▸ **Task**:
Repeat every one of the entries below word for word, adding nothing and leaving nothing out.

▸ **Data to process**:
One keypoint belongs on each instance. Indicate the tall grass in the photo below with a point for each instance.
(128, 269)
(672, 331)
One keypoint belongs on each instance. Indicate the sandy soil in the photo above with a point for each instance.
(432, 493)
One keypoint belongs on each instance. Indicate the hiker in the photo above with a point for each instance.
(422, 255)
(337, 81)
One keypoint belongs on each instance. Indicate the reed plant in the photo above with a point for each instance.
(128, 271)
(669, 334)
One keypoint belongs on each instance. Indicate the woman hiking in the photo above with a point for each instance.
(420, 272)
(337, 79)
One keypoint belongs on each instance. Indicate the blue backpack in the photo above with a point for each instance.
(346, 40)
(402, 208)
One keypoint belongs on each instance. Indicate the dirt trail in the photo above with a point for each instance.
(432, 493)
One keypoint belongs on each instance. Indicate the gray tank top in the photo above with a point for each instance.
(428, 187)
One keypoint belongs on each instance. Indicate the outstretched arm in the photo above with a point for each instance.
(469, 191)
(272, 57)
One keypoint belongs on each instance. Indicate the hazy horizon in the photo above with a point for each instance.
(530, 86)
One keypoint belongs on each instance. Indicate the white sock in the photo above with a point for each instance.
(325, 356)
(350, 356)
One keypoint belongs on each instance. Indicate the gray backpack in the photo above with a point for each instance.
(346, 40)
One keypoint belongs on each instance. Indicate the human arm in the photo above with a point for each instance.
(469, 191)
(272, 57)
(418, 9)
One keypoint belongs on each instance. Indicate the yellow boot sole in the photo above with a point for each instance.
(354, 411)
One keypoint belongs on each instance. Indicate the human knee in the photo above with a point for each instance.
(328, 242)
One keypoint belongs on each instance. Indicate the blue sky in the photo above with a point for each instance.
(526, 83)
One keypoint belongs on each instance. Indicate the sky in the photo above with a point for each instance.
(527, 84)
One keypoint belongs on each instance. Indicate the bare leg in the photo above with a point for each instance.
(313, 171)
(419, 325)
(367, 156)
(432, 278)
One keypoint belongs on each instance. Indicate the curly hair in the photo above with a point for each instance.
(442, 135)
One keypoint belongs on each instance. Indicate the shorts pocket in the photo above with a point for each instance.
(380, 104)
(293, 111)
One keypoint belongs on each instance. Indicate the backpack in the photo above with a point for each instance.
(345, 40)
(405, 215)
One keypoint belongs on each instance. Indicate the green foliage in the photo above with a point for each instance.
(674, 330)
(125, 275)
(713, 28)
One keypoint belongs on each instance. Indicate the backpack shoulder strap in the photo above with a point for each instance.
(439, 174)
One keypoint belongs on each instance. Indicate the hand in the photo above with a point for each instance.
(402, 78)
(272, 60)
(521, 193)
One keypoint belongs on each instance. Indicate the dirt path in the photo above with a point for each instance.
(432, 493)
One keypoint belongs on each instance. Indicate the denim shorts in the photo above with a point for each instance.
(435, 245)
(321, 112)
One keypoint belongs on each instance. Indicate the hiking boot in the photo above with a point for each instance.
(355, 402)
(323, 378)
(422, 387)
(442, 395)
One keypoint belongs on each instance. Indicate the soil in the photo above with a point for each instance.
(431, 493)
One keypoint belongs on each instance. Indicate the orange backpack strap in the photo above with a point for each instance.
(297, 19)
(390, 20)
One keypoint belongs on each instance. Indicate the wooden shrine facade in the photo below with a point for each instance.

▸ **Response to the task**:
One keypoint belongs on each instance. Indicate the tall grass in the photo below with a point for each instance.
(128, 269)
(672, 331)
One keypoint belongs on each instance. Indicate the sandy soil in the photo above with a point for each instance.
(432, 493)
One keypoint belongs on each instance. Indicate the hiker in the photo above with a point for each instance.
(422, 255)
(337, 81)
One keypoint belongs on each instance. Indicate the reed plant in the photo above with a point for each instance.
(128, 271)
(669, 334)
One keypoint belongs on each instance. Indicate the woman hiking in the photo above with a point for each instance.
(420, 272)
(337, 79)
One keypoint belongs on each instance. Indicate the blue backpack in the photo above with a point for each instance.
(346, 40)
(402, 208)
One keypoint belongs on each instance. Indicate the dirt trail in the photo above with a point for each instance.
(432, 493)
One keypoint belongs on each instance. Indicate the gray tank top in the photo above with a point for each instance.
(428, 187)
One keypoint belongs on each instance. Indicate the outstretched arm in the photo above with a point for each instance.
(469, 191)
(272, 57)
One keypoint belongs on each instance. Indicate the hazy horizon in the photo above with a point for each instance.
(530, 86)
One keypoint belongs on each instance. Indicate the white sock in the photo above with a point for each instance.
(325, 356)
(350, 356)
One keypoint belongs on each instance. Indicate the gray backpack in the photo above with a point for each instance.
(346, 40)
One keypoint belongs on each instance. Indicate the human arm in the photo above with a point for each instance.
(469, 191)
(272, 57)
(418, 9)
One keypoint belongs on each instance. Indicate the yellow boot sole in the photo above with a point for each instance.
(354, 411)
One keypoint belongs on each instance. Indicate the human knee in the photo above with a point for each instance.
(328, 242)
One keypoint belongs on each instance. Indicate the blue sky in the photo above with a point for each instance.
(526, 83)
One keypoint belongs on each instance. Indicate the sky in the photo above with a point for each instance.
(527, 84)
One keypoint belongs on each instance. Indicate the bare leg in the photo above with a point for each instance.
(313, 171)
(419, 325)
(367, 156)
(432, 278)
One keypoint belongs on each instance. Indicate the curly hair in the photo above with a point for each instance.
(442, 135)
One keypoint belongs on each instance. Indicate the shorts pocket in the photo above with a point for each instance.
(380, 104)
(293, 111)
One keypoint belongs on each instance. Indicate the backpack in the photo above with a point for each instance.
(345, 40)
(405, 215)
One keypoint belongs on each instance. Indicate the green foliage in the photo above with a point for each instance.
(674, 330)
(125, 275)
(713, 28)
One keypoint belongs on each instance. Indicate the backpack shoulder strap in the photo above with a point for each instance.
(439, 174)
One keypoint belongs on each instance. Indicate the hand in the photo above with a point for each instance.
(402, 78)
(272, 60)
(521, 193)
One keypoint belongs on each instance. Indicate the dirt path in the photo above with a point for each instance.
(432, 493)
One keypoint belongs on each instance. Indicate the denim shorts in the photo above with a point for each instance.
(435, 245)
(321, 112)
One keypoint belongs on each instance. Indicate the hiking boot in the photo above with a point for each instance.
(355, 402)
(323, 378)
(422, 387)
(442, 395)
One keypoint belongs on each instance. Indicate the soil in the photo above with a point for each instance.
(431, 493)
One keypoint belongs on each instance. Indicate the orange backpack strap in the photo above with a point for each instance.
(297, 19)
(390, 20)
One keypoint belongs on each instance. Indicate the wooden shrine facade in the photo below with a point for each instance.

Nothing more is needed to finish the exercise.